• _DATA FOR REVIEW_
----------------------------------------

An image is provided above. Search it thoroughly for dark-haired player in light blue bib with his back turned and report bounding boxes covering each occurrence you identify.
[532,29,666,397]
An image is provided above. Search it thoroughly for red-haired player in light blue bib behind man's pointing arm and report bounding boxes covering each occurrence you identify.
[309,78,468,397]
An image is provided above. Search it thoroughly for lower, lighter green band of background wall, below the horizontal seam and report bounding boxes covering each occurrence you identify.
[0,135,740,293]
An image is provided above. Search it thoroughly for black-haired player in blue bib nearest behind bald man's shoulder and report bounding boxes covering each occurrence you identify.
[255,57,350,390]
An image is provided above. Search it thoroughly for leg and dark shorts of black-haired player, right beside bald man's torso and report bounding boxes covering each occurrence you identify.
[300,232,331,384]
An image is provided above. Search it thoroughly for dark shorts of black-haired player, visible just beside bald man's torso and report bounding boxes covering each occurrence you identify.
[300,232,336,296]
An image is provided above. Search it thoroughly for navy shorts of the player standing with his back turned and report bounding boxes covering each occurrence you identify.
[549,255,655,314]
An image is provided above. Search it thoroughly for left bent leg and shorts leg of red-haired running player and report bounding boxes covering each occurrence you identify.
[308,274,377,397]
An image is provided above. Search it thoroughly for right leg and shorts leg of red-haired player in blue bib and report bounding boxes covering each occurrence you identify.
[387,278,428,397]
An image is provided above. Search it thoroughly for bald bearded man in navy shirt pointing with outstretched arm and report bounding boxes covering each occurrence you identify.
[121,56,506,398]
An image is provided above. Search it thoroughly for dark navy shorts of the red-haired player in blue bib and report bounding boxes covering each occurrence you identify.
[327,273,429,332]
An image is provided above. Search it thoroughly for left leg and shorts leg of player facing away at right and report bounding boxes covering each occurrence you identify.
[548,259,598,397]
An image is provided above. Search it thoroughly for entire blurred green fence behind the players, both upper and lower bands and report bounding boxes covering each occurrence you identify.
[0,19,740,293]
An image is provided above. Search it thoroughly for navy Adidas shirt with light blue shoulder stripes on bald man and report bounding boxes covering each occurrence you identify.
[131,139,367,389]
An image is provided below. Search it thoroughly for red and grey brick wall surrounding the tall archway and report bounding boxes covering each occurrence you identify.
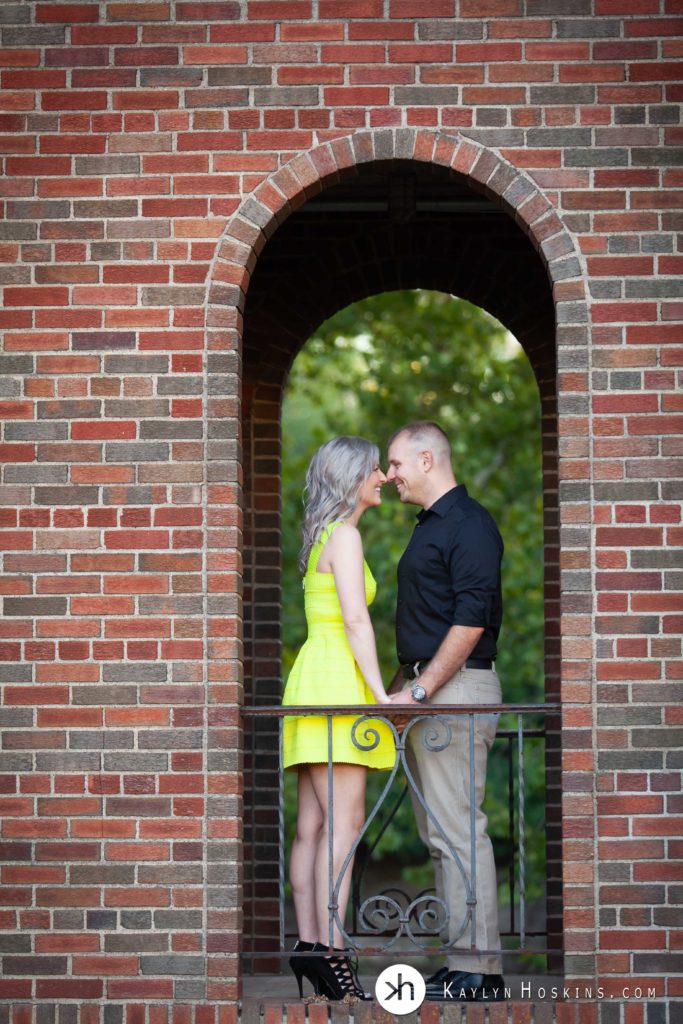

----------------------------------------

• _WHAT TO DO_
Once the pictures are dropped, set down everything else in the records exactly.

• _REPLY TO THE TASK_
An image is provided above. Search it thoroughly for dark-haired player in light blue bib with his back turned and report bounding boxes covering each occurrence you identify.
[532,29,666,397]
An image is provided above. Search it thoroughly for red-haired player in light blue bib behind man's pointing arm and report bounding boxes covering each occurrence you identify.
[309,78,468,397]
An image is provided above. Search it thoroughly for lower, lighter green band of background wall, below the horizontal seam and report bounding boxes covering each occurrence you identify.
[0,135,740,293]
An image is provided above. Search it thoroughly for black-haired player in blue bib nearest behind bald man's shoulder and report bounding boxes covering each occurrence you identify.
[255,57,350,390]
An image is provided above. Search it thoroughly for leg and dark shorts of black-haired player, right beside bald man's torso and report bounding boxes covering each occurrence you identify.
[300,232,331,384]
An image is provided above. Search it thoroughly for dark shorts of black-haired player, visible just beside bald man's torso and report bounding boxes covering each occurrence you identify.
[300,232,336,296]
An image is provided above. Search it thoroughly for navy shorts of the player standing with his back turned and report bounding boxes covering each occurrence you identify.
[549,255,655,314]
An image is provided above. Search it thoroughly for left bent leg and shorts leg of red-haired running player and report bounding boxes covering each occurrence you identify.
[308,274,377,397]
An image is provided above. Search it thoroughly for right leg and shorts leg of red-haired player in blue bib and report bounding boxes covering each occurrence you identify.
[387,278,428,397]
An image is provided above. Search it thoroughly for bald bearded man in navy shirt pointing with outstretched arm and report bounding boxes covering each occurrence you identify.
[121,56,506,398]
An image is provided above. Search it thoroughly for dark navy shorts of the red-haired player in blue bib and report bounding boxes covering each occurrence you identify.
[327,273,429,332]
An image is provided above. Search it thoroughly for left leg and shorts leg of player facing away at right and report bounding boxes covering each occurrence you identify.
[548,259,598,397]
An image is provided above. Search it thoroughly for entire blurred green fence behind the players, both upper and lower bands and report bounding boxes covering each occurrence you identify.
[0,19,740,293]
An image is provided above. Search it thoroughly for navy Adidas shirt with light blue shoulder stripes on bald man and report bounding boxes covering each occurrence you identify.
[131,139,367,389]
An image is provided below. Search it thoroughly for red and grey brick wall surrounding the tall archway and report bounding boxes covering each occurrence you identify.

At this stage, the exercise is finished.